-- THE INPUT follows --

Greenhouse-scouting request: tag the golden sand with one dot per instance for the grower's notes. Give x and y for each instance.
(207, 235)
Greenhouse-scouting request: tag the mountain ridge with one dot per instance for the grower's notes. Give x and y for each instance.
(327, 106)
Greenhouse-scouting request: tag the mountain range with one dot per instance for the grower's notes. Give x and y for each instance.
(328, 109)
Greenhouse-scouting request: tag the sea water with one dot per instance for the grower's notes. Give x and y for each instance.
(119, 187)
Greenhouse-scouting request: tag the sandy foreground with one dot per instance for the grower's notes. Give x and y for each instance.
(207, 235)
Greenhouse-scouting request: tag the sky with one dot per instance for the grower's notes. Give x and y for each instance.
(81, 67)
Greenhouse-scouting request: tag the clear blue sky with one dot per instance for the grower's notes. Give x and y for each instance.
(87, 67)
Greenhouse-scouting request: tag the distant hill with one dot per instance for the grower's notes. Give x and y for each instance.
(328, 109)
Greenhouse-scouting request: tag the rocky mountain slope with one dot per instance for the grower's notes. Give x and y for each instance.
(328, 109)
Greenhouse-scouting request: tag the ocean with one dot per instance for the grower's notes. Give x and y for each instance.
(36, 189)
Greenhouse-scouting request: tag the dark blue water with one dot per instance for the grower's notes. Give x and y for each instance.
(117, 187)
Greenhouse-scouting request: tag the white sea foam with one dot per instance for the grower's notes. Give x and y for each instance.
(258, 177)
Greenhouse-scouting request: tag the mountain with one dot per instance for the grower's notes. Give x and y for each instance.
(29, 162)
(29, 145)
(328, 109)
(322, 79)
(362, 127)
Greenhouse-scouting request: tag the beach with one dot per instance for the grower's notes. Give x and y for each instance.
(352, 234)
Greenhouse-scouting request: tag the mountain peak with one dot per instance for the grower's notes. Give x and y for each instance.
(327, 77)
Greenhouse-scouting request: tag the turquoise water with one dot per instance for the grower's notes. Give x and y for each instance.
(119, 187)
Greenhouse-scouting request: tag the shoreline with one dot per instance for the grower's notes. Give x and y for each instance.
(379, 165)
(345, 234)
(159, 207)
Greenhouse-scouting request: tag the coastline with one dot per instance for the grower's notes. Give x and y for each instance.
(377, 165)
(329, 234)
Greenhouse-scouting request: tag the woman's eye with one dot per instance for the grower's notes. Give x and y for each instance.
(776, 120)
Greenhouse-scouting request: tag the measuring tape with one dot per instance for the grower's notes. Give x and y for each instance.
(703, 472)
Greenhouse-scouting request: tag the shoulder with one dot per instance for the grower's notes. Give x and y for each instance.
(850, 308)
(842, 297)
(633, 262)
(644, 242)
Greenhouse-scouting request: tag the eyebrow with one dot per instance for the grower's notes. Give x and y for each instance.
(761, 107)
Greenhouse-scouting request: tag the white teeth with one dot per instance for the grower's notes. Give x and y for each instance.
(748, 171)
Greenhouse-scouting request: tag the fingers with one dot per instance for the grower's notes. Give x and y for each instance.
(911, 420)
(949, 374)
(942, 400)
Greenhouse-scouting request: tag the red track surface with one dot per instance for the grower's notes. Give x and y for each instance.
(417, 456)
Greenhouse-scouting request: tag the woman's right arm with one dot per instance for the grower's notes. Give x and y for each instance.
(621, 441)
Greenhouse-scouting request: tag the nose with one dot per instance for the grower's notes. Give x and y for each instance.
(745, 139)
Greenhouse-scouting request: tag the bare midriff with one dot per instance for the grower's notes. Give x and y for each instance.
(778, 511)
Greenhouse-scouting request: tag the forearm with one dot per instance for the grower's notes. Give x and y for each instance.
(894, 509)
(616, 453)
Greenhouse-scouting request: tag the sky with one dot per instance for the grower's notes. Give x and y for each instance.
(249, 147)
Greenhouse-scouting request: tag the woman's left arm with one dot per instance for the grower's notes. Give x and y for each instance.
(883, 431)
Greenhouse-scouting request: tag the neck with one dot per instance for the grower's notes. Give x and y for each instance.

-- THE INPUT concluded --

_TASK STATEMENT:_
Write out every entry above, word for word.

_EXERCISE OUTPUT:_
Greenhouse-scouting request: tag the golden sand with one dot per instance for the grower's notes. Give x and y for each instance.
(207, 235)
Greenhouse-scouting request: tag the mountain ridge with one dot per instance for the grower's notes. Give x and y for each instance.
(327, 106)
Greenhouse-scouting request: tag the mountain range with one dot per instance for the grower's notes. Give x and y for each instance.
(328, 109)
Greenhouse-scouting request: tag the sea water with one dot per instance for the grower's notes. Give x and y for each instance.
(119, 187)
Greenhouse-scouting request: tag the sandy foreground with one dot per instance for the grower's notes. Give x and y for each instance.
(207, 235)
Greenhouse-scouting request: tag the sky with one dot per instance for the grower's notes. Give x and y for each instance.
(81, 67)
Greenhouse-scouting request: tag the clear blue sky with one dot per instance for the grower's notes. Give x and y for each instance.
(87, 67)
Greenhouse-scouting request: tag the distant hill with one dot per instance for the grower's notes. Give x and y for each instance.
(328, 109)
Greenhouse-scouting request: tag the rocky mountain slope with one dot per instance for the grower's notes. Give x and y for each instance.
(328, 109)
Greenhouse-scouting request: tag the ocean with one dot per instance for the grower's notes. Give x and y for each instance.
(36, 189)
Greenhouse-scouting request: tag the dark blue water with one dot per instance for the grower's notes. Give x and y for each instance.
(117, 187)
Greenhouse-scouting request: tag the white sea foam with one dot per instance for the grower's notes. Give x and y for each instance.
(258, 177)
Greenhouse-scouting request: tag the mountain with one dot per instance for the grower's notes. Give x and y for each instance.
(29, 162)
(29, 145)
(328, 109)
(322, 79)
(362, 127)
Greenhouse-scouting request: tag the beach with one dot per instance for the grower's notes. Give x and y for each instance.
(352, 234)
Greenhouse-scouting request: tag the mountain peak with one dot per instance for the grower's notes. Give x and y for each instance.
(327, 77)
Greenhouse-scouting request: tag the turquoise water with one dot per instance for the grower's notes. Give x and y for each instance.
(119, 187)
Greenhouse-scouting request: tag the shoreline with one dot per instance for the grower's notes. Give x and y for each instance.
(379, 165)
(345, 234)
(159, 207)
Greenhouse-scouting request: tag the coastline with one dot per instance for the grower's notes. Give x and y for each instance.
(377, 165)
(329, 234)
Greenhouse-scouting request: tag the woman's eye with one dot per instance for the grower's notes. Give x and y for each instance.
(776, 120)
Greenhouse-scouting request: tag the measuring tape with one dot per instance for the grower's notes. Give x and y for each instance.
(703, 472)
Greenhouse-scouting request: tag the shoulder with one dot per instance for the grower's notes. Give x and y for each instance.
(850, 308)
(842, 297)
(633, 262)
(644, 242)
Greenhouse-scouting request: tag the eyebrow with one dot per instance for the grower's notes. Give x and y for each instance.
(761, 107)
Greenhouse-scouting request: tag the white teeth with one dot per instance for the grower's notes. Give x and y for each instance.
(748, 171)
Greenhouse-scouting request: tag the fingers with one dot per instance for the grower's notes. Give x and y for each instance.
(911, 420)
(949, 374)
(942, 400)
Greenhouse-scouting request: tag the red track surface with one dot per instance for the grower's notes. Give x and y for each instance.
(417, 456)
Greenhouse-scouting request: tag the woman's right arm with one dot per instance for the grower's notes. Give x and y for each instance.
(621, 441)
Greenhouse-scouting request: tag the nose with one dot per instance for the grower's notes. Give x and y for each instance.
(745, 139)
Greenhouse-scouting request: tag the bare midriff with one dot per instance for the grower's notes. Give x and y for each instance.
(778, 511)
Greenhouse-scouting request: tag the forearm with one dot per instance for the grower's notes. Give x and y for each instance.
(894, 509)
(616, 453)
Greenhouse-scouting request: tag the sky with one dot per instance for the grower's notes. Give x and y for each instance.
(249, 147)
Greenhouse-scouting request: tag the woman's left arm with one dot per instance for the grower's notes. Give x and y for each instance.
(883, 431)
Greenhouse-scouting request: tag the neck with one dot per instance for the grower's notes. Give x and y for each instance.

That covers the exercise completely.